▶ Given problem
Rewrite everything from the line containing "Please point out the wet" down to the end of the entries, substituting "pavement" for "asphalt" and leaving all else unchanged.
_ _ _ _ _ _ _
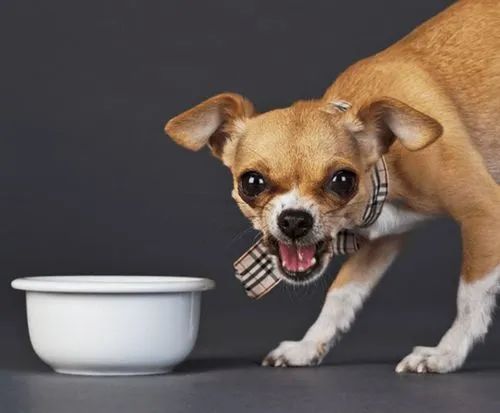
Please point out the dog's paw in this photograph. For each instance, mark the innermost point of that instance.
(430, 360)
(296, 353)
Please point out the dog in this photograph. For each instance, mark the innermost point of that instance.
(429, 108)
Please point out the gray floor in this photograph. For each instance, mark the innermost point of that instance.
(239, 385)
(223, 374)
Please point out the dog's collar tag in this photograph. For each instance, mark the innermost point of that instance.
(256, 268)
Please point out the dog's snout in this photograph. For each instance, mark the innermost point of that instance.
(295, 223)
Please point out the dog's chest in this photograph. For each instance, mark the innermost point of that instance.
(392, 220)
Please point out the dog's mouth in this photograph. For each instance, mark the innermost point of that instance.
(300, 263)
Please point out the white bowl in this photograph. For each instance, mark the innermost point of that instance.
(113, 325)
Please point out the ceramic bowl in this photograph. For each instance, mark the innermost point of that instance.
(113, 325)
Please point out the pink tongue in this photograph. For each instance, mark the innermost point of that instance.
(295, 258)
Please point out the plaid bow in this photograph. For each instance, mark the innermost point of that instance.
(256, 268)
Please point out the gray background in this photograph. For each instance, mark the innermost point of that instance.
(89, 184)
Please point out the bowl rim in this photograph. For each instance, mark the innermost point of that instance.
(102, 284)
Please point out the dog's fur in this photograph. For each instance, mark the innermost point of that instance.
(431, 105)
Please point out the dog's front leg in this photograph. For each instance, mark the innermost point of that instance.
(352, 286)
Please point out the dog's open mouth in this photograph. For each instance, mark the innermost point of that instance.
(298, 262)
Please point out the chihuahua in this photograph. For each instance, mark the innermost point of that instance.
(429, 107)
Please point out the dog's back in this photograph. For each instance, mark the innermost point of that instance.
(461, 48)
(449, 68)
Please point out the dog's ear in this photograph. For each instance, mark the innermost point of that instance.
(211, 123)
(379, 123)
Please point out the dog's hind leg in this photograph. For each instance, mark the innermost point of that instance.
(352, 286)
(479, 284)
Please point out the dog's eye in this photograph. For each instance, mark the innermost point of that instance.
(252, 184)
(343, 183)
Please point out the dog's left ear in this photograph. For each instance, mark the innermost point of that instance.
(210, 123)
(380, 123)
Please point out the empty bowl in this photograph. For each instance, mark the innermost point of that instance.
(113, 325)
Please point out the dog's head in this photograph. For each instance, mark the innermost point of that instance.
(302, 173)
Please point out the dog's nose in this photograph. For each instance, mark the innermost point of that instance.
(295, 223)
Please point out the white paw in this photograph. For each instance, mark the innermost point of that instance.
(430, 360)
(296, 353)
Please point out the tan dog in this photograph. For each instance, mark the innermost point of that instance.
(431, 105)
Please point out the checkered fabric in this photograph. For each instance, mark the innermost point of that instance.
(256, 268)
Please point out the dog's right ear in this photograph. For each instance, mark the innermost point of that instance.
(211, 123)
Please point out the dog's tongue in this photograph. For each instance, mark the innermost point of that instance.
(295, 258)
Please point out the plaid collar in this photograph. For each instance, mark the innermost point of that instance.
(256, 268)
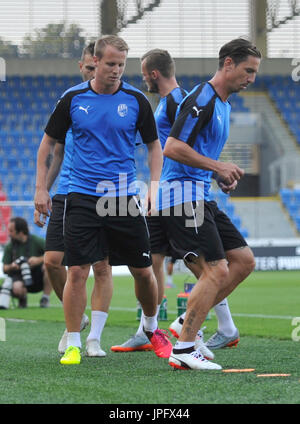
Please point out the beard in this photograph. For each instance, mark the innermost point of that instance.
(153, 87)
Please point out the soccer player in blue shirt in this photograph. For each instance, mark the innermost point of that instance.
(103, 213)
(198, 231)
(158, 70)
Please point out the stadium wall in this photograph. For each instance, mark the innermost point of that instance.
(203, 66)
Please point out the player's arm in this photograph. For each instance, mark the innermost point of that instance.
(226, 188)
(148, 131)
(34, 261)
(8, 266)
(155, 161)
(42, 200)
(55, 130)
(58, 157)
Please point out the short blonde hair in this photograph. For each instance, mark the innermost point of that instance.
(109, 40)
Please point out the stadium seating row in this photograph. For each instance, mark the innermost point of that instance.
(25, 104)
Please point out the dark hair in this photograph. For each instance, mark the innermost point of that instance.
(89, 50)
(160, 60)
(238, 49)
(110, 40)
(20, 225)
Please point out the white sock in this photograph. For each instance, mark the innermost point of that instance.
(225, 321)
(150, 323)
(140, 330)
(74, 340)
(98, 320)
(184, 345)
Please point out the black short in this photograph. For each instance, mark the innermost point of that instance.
(55, 229)
(159, 242)
(37, 275)
(211, 239)
(90, 237)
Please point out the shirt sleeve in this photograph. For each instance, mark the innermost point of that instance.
(40, 245)
(60, 119)
(172, 106)
(146, 123)
(191, 119)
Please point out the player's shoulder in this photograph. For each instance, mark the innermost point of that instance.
(36, 239)
(177, 95)
(202, 94)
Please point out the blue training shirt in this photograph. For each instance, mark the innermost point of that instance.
(104, 128)
(64, 178)
(203, 123)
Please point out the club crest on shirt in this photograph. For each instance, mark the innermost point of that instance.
(122, 110)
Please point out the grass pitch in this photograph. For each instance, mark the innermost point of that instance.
(262, 308)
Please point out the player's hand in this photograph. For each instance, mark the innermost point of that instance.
(33, 261)
(39, 219)
(42, 202)
(229, 172)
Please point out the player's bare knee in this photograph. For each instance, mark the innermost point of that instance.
(219, 273)
(143, 275)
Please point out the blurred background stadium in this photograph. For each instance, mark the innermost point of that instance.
(41, 43)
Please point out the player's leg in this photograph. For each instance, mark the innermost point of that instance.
(170, 269)
(100, 301)
(19, 291)
(240, 263)
(158, 244)
(227, 332)
(146, 293)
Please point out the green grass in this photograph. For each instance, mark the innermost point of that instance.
(30, 371)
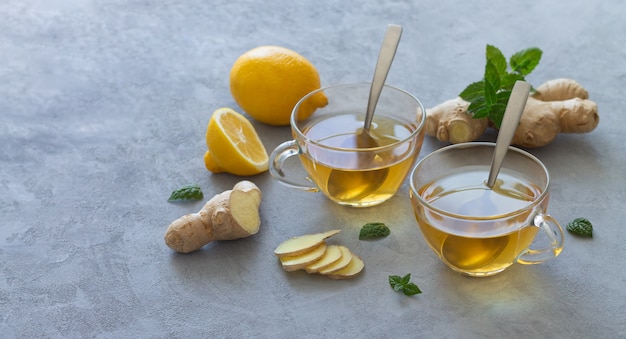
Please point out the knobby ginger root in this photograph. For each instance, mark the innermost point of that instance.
(557, 106)
(230, 215)
(449, 121)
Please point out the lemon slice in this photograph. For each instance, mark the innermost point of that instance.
(234, 145)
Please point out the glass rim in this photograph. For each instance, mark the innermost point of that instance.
(531, 205)
(294, 122)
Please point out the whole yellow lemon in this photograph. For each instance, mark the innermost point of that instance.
(268, 81)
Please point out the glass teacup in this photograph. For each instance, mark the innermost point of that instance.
(326, 143)
(479, 231)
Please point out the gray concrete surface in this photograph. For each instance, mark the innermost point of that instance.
(103, 110)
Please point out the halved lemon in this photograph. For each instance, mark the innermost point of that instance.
(234, 145)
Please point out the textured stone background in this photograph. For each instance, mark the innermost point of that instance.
(103, 109)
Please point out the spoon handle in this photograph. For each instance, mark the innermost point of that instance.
(385, 57)
(512, 115)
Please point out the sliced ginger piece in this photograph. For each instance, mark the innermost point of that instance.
(296, 262)
(331, 255)
(355, 267)
(302, 244)
(346, 257)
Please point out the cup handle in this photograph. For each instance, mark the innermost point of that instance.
(280, 154)
(553, 232)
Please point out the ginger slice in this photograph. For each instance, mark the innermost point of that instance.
(294, 263)
(302, 244)
(346, 257)
(355, 267)
(332, 254)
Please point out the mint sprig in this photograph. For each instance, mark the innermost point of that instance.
(581, 227)
(403, 284)
(488, 97)
(374, 230)
(187, 192)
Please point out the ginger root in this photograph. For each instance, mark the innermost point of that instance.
(557, 106)
(230, 215)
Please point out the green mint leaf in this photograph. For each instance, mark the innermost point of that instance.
(405, 280)
(526, 60)
(411, 289)
(497, 59)
(395, 282)
(473, 92)
(374, 230)
(187, 192)
(403, 284)
(581, 227)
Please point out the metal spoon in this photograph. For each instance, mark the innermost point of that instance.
(453, 247)
(512, 115)
(346, 185)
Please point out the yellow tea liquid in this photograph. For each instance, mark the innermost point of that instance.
(359, 177)
(481, 243)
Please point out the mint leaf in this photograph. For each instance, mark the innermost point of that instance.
(403, 284)
(374, 230)
(489, 96)
(411, 289)
(581, 227)
(187, 192)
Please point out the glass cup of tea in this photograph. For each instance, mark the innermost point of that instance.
(327, 144)
(479, 231)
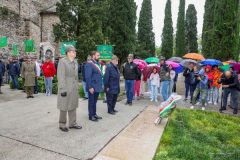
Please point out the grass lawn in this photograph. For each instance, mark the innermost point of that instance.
(198, 135)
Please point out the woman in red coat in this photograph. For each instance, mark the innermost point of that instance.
(49, 71)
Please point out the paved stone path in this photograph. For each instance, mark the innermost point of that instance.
(138, 141)
(29, 128)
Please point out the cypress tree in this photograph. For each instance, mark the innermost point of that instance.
(180, 35)
(225, 29)
(191, 30)
(146, 37)
(122, 23)
(167, 34)
(80, 21)
(207, 32)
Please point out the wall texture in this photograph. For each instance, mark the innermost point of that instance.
(27, 19)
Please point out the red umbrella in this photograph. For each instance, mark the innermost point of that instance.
(147, 71)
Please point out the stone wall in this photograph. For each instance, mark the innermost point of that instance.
(48, 20)
(35, 34)
(24, 21)
(11, 4)
(14, 27)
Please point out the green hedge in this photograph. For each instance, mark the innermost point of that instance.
(41, 86)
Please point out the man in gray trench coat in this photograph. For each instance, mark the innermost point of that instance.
(68, 86)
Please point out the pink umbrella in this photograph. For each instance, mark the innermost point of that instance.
(236, 66)
(173, 64)
(141, 63)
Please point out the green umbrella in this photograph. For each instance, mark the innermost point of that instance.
(152, 60)
(225, 68)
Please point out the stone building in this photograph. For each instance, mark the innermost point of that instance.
(28, 19)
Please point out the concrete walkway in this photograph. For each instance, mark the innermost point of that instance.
(138, 141)
(29, 128)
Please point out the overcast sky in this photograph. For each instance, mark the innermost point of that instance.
(158, 7)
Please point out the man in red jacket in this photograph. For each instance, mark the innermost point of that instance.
(49, 71)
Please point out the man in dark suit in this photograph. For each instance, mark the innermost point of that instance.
(93, 76)
(112, 84)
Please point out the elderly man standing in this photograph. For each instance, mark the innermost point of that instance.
(130, 73)
(28, 73)
(112, 84)
(68, 87)
(93, 76)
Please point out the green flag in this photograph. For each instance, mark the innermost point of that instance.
(15, 50)
(3, 41)
(29, 45)
(65, 44)
(105, 52)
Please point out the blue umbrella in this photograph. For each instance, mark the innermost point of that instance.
(211, 62)
(179, 69)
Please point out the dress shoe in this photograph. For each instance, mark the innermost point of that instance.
(113, 113)
(76, 126)
(98, 117)
(64, 129)
(93, 119)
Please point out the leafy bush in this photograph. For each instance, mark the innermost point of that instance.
(198, 135)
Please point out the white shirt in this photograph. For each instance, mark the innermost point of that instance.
(38, 69)
(155, 79)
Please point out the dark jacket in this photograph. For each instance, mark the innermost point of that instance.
(14, 69)
(93, 76)
(232, 81)
(83, 71)
(2, 69)
(187, 74)
(164, 73)
(130, 71)
(112, 79)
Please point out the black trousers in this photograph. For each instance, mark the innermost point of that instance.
(92, 104)
(111, 101)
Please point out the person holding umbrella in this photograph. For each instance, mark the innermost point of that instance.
(202, 86)
(130, 73)
(188, 72)
(112, 84)
(172, 76)
(216, 73)
(164, 78)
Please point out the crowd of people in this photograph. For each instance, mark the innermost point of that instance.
(202, 83)
(30, 69)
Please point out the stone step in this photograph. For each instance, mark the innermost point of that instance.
(138, 141)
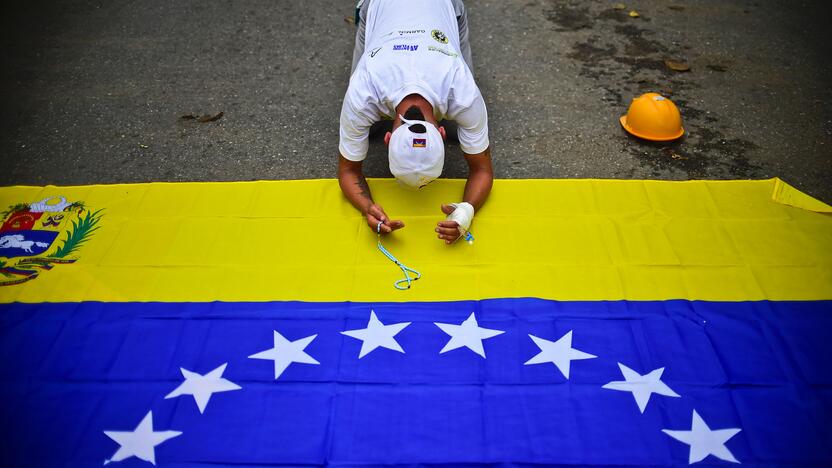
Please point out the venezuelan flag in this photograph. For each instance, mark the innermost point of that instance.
(639, 323)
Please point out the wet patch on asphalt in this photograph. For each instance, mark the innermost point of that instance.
(623, 57)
_ _ _ _ _ _ _
▶ Solved exercise
Please point out the wet patch on pavement in this photograph. For each instance, mark the innermost point of that instance.
(623, 57)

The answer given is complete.